# WHAT YOU SHOULD DO
Count the lines in the items below that contain the word "church" and reply with only that number.
--------------------
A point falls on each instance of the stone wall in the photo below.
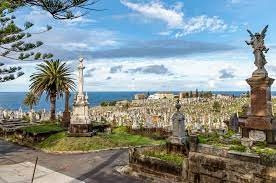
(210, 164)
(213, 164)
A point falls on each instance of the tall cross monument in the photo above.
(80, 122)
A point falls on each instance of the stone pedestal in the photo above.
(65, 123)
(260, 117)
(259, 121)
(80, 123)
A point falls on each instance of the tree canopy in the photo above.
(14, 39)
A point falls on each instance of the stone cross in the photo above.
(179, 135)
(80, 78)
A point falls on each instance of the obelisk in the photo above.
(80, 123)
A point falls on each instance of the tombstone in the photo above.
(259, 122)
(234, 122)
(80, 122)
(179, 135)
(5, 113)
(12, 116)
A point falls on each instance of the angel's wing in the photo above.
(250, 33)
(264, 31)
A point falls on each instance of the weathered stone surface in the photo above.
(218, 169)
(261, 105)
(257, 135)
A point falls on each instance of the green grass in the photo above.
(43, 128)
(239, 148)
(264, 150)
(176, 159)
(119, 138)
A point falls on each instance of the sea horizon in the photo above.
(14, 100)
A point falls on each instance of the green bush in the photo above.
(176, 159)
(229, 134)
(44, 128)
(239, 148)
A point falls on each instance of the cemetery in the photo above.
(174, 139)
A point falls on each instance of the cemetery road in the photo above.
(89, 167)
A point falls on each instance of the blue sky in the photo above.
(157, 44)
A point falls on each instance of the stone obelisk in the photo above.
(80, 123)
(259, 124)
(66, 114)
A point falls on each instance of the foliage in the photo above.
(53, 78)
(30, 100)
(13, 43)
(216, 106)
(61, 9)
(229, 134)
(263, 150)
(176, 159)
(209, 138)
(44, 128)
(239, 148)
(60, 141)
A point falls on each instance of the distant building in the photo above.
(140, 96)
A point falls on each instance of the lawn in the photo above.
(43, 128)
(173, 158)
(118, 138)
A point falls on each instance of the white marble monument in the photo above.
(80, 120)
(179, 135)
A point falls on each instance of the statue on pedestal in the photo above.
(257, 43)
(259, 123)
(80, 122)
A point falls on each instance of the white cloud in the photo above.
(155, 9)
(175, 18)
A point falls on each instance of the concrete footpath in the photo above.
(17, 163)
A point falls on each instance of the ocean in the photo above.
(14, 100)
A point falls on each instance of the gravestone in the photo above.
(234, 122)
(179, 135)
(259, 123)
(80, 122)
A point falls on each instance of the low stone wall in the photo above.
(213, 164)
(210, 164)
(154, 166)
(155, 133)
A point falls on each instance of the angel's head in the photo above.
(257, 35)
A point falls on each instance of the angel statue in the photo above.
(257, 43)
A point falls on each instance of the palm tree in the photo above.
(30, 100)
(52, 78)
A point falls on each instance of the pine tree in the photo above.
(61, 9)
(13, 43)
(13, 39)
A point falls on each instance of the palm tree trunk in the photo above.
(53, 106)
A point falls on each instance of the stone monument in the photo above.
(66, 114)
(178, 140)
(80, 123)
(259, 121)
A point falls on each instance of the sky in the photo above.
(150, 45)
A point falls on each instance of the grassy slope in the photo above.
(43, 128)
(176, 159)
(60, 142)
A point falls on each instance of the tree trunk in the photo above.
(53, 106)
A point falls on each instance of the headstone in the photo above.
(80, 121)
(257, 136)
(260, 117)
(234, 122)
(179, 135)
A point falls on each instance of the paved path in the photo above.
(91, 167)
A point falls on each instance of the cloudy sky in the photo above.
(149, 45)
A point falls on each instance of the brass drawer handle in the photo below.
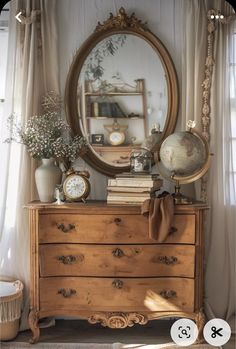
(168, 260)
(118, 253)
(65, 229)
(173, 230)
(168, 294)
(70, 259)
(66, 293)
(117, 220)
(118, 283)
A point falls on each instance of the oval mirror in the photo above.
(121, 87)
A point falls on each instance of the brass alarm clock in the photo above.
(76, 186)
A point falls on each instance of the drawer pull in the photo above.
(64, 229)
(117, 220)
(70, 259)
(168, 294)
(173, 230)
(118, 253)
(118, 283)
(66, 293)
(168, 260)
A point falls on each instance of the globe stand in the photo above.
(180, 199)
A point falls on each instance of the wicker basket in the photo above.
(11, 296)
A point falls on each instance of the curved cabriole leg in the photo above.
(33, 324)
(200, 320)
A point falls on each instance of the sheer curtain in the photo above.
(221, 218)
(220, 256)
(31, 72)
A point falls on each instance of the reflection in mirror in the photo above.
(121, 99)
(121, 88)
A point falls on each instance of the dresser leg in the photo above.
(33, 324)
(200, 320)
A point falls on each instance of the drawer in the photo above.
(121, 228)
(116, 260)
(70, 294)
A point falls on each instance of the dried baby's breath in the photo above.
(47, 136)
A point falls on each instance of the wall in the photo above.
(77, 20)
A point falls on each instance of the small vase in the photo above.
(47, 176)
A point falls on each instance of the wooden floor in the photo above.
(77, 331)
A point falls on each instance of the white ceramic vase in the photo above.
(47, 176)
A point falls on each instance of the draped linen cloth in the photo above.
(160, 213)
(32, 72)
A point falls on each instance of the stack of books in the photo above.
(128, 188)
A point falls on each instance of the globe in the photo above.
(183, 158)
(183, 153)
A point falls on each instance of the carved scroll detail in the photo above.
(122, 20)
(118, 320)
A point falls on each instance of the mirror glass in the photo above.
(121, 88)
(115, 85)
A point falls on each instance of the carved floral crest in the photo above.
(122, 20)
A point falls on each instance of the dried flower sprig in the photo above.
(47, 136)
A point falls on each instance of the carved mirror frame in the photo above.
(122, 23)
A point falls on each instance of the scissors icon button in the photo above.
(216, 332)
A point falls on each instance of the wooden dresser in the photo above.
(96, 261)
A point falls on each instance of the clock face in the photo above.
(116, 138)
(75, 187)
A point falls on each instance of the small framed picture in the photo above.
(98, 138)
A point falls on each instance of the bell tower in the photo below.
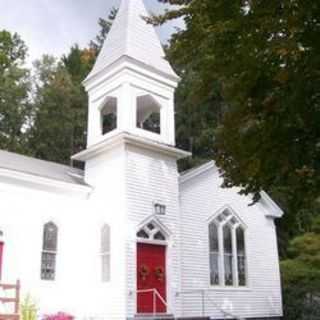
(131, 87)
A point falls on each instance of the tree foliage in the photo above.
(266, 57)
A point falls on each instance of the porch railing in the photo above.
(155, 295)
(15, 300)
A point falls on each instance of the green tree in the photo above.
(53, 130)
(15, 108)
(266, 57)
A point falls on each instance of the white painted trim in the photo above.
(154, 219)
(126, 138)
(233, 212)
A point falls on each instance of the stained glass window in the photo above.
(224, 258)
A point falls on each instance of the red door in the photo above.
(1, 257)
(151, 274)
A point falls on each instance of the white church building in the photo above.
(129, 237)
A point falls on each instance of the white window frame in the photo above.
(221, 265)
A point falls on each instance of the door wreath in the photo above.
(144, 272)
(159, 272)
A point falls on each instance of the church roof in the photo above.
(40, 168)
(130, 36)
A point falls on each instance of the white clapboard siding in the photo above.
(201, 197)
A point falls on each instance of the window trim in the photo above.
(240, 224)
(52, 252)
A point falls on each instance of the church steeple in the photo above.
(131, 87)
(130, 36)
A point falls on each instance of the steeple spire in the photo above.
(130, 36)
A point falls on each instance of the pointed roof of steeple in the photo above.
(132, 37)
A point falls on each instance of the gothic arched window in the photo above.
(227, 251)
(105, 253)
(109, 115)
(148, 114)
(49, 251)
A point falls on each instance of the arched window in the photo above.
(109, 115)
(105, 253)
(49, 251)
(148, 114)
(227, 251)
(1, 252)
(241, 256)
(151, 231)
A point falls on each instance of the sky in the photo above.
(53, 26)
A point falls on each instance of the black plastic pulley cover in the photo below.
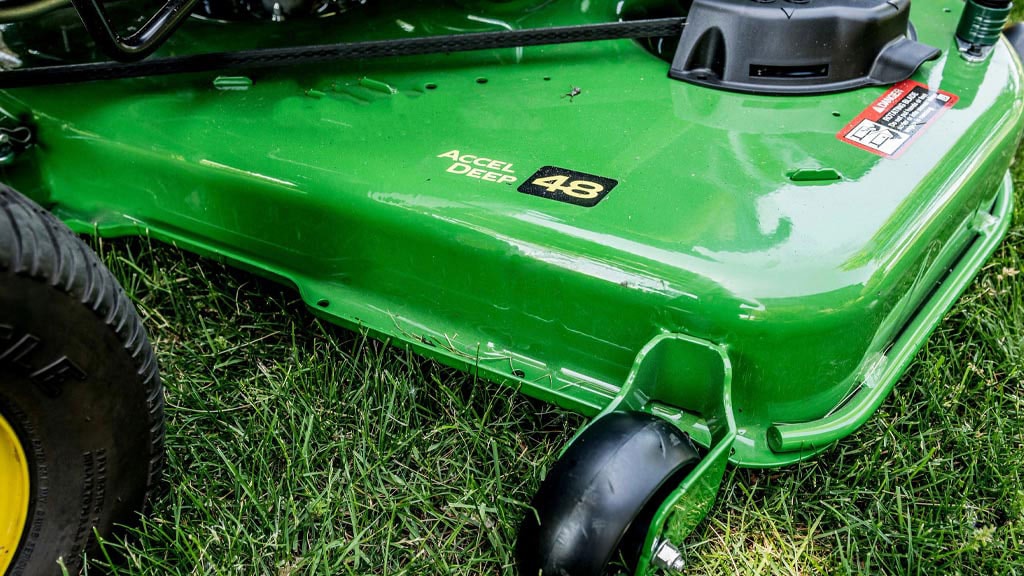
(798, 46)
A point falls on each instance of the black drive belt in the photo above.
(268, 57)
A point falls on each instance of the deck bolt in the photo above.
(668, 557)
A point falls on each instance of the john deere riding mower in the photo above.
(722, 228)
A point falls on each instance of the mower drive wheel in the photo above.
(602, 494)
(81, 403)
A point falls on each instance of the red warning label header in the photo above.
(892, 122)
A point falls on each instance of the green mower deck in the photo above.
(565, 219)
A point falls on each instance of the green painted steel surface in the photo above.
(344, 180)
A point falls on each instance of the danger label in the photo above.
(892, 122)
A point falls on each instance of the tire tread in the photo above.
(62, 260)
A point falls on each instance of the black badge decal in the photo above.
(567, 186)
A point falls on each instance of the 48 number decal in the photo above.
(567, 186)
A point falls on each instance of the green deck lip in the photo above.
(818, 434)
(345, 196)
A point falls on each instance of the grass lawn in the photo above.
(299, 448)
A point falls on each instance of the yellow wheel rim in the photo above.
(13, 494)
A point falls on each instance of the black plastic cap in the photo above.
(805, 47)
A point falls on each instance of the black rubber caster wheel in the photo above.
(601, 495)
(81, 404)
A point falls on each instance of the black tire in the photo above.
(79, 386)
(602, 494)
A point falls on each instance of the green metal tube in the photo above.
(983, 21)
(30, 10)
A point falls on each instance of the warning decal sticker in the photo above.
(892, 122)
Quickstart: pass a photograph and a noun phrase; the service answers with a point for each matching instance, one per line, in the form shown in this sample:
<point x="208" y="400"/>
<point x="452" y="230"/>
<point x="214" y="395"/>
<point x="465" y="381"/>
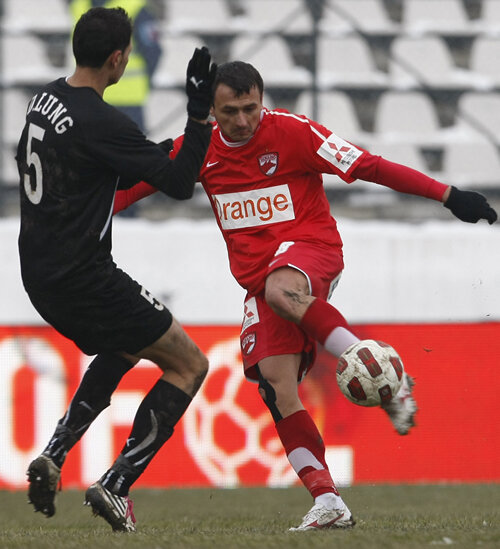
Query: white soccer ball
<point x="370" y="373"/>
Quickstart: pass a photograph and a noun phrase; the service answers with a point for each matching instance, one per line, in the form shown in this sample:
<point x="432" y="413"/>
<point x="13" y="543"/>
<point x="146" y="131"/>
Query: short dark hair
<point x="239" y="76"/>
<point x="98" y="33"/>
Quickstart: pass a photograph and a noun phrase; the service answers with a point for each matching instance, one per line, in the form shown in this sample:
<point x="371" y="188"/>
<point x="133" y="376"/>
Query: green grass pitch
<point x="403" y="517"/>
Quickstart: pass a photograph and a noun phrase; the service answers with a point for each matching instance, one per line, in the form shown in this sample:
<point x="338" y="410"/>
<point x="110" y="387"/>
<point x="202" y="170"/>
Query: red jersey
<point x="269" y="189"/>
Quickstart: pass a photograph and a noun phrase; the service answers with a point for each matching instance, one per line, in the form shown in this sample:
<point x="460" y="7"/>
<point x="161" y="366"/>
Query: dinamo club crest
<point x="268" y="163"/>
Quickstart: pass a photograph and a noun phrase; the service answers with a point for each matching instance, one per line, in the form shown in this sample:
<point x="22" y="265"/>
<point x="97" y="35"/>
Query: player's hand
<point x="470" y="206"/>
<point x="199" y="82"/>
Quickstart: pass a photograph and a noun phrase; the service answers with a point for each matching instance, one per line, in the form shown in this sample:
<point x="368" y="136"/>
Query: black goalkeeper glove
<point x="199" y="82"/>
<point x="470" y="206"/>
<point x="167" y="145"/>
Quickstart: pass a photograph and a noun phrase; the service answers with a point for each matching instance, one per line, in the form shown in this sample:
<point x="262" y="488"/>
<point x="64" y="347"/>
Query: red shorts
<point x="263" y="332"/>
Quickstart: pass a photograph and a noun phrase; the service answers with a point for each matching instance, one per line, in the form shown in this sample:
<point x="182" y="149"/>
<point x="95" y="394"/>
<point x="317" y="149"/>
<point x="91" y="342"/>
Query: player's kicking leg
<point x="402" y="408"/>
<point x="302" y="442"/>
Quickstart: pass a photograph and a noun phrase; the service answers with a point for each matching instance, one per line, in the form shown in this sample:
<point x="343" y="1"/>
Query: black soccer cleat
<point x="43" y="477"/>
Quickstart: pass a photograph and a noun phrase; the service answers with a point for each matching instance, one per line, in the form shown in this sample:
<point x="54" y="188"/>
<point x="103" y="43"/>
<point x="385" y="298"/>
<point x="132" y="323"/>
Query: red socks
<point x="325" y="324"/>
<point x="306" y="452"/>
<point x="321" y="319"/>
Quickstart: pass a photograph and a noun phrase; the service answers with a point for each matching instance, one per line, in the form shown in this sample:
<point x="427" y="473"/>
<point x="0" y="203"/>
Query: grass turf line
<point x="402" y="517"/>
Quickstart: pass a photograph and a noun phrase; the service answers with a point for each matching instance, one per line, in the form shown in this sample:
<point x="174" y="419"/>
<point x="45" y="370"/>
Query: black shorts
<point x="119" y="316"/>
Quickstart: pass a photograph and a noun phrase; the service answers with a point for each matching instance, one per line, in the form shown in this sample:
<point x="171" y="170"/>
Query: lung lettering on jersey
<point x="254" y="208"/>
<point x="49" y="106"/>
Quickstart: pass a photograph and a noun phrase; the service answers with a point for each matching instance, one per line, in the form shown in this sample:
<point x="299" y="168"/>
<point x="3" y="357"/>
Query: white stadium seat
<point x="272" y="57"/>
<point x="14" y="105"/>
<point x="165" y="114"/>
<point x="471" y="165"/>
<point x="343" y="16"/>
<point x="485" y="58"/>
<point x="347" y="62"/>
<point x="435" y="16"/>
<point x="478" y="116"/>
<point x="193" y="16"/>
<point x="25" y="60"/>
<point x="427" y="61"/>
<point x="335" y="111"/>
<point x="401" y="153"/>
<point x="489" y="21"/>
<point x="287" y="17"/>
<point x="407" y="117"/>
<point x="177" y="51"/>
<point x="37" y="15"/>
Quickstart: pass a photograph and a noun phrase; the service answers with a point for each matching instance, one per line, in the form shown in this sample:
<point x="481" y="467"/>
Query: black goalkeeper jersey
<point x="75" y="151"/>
--------------------
# FINAL ANSWER
3